## Instructions for the task
Your response must be the entire set of entries, reproduced word for word.

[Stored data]
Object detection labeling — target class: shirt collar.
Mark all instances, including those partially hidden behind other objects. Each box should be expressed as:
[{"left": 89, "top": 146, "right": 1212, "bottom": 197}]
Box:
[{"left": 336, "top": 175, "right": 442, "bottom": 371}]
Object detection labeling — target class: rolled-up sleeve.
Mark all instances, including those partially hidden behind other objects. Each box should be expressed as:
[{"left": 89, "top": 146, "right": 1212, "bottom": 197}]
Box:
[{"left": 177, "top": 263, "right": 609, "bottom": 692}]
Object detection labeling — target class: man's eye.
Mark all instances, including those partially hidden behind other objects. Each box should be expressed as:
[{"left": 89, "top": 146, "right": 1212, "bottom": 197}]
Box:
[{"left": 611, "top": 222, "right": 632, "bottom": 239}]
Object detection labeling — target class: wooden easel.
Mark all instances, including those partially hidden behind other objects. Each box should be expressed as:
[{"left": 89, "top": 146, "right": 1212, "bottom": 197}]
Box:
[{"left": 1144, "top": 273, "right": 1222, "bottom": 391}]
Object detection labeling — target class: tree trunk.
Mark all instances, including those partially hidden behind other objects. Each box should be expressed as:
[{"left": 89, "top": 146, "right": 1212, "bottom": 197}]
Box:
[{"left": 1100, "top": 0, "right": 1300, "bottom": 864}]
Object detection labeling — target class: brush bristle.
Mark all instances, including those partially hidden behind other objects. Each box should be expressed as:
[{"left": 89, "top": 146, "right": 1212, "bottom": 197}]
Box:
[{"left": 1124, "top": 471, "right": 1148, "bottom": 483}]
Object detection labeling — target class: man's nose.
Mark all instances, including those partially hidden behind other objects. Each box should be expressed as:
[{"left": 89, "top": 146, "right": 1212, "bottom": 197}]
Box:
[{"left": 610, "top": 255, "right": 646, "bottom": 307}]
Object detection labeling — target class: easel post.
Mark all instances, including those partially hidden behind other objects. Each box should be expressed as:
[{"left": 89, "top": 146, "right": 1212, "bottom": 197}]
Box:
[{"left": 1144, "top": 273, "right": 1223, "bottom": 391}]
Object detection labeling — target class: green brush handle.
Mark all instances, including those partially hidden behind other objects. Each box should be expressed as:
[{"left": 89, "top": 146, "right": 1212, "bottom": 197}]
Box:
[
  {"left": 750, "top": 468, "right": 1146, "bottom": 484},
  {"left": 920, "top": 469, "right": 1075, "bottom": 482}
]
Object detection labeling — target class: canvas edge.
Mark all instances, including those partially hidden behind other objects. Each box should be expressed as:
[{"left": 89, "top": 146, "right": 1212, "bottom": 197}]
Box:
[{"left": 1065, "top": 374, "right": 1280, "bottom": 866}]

## Response to the exercise
Object detection labeling — target class: shirt collar.
Mark all instances, including those partially hidden behind other objects. Each box should be expressed as:
[{"left": 89, "top": 146, "right": 1212, "bottom": 197}]
Box:
[{"left": 336, "top": 175, "right": 442, "bottom": 371}]
Object detection labeling — target class: rolled-up sleeve.
Mark all instances, including those partially hidden behind other objects. Each box should be expressed as:
[{"left": 89, "top": 146, "right": 1212, "bottom": 197}]
Box:
[{"left": 177, "top": 263, "right": 609, "bottom": 692}]
Object detection labeling — target class: man's eye.
Mark all instances, including those partially hidden behind other objects. Each box should be expressed as:
[{"left": 89, "top": 146, "right": 1212, "bottom": 197}]
Box:
[{"left": 611, "top": 222, "right": 632, "bottom": 239}]
Object detection labeling — target class: wooden easel.
Mark all instances, including those partially hidden behind other objects. Each box should be expressed as:
[{"left": 89, "top": 146, "right": 1212, "bottom": 197}]
Box:
[{"left": 1144, "top": 273, "right": 1222, "bottom": 391}]
Object detection labeling — target class: tree trunk.
Mark all instances, including those partially hidden behind other objects. Each box should be expressed as:
[{"left": 89, "top": 146, "right": 1212, "bottom": 197}]
Box:
[{"left": 1100, "top": 0, "right": 1300, "bottom": 864}]
Object detection labeling — target class: brush bristle.
Mark all instances, including those partially hidden behind other objects. Each box should be expressed as:
[{"left": 89, "top": 146, "right": 1212, "bottom": 197}]
Box:
[{"left": 1124, "top": 471, "right": 1148, "bottom": 483}]
Object detection labeling — target class: man's nose.
Mark all instances, including those partially hidden behind other objects. Each box should be expressed as:
[{"left": 89, "top": 146, "right": 1212, "bottom": 197}]
Box:
[{"left": 610, "top": 255, "right": 646, "bottom": 307}]
Object detection labeling — target class: easel post.
Mark all instances, including those partially hidden behind other objects. Each box should be expressed as:
[{"left": 89, "top": 146, "right": 1212, "bottom": 197}]
Box:
[{"left": 1144, "top": 273, "right": 1223, "bottom": 391}]
Object detection labeling — target class: green brush handle.
Mark all instances, including those partially hidden behind other objects. Each box should be expressed as:
[{"left": 89, "top": 146, "right": 1212, "bottom": 197}]
Box:
[
  {"left": 750, "top": 468, "right": 1146, "bottom": 484},
  {"left": 920, "top": 469, "right": 1075, "bottom": 482}
]
Object detection labeling — target class: canvas edge.
Mark all instances, including those partially hidden behind other objects. Each box should be expressed as:
[{"left": 89, "top": 146, "right": 1212, "bottom": 197}]
Box:
[{"left": 1065, "top": 374, "right": 1280, "bottom": 866}]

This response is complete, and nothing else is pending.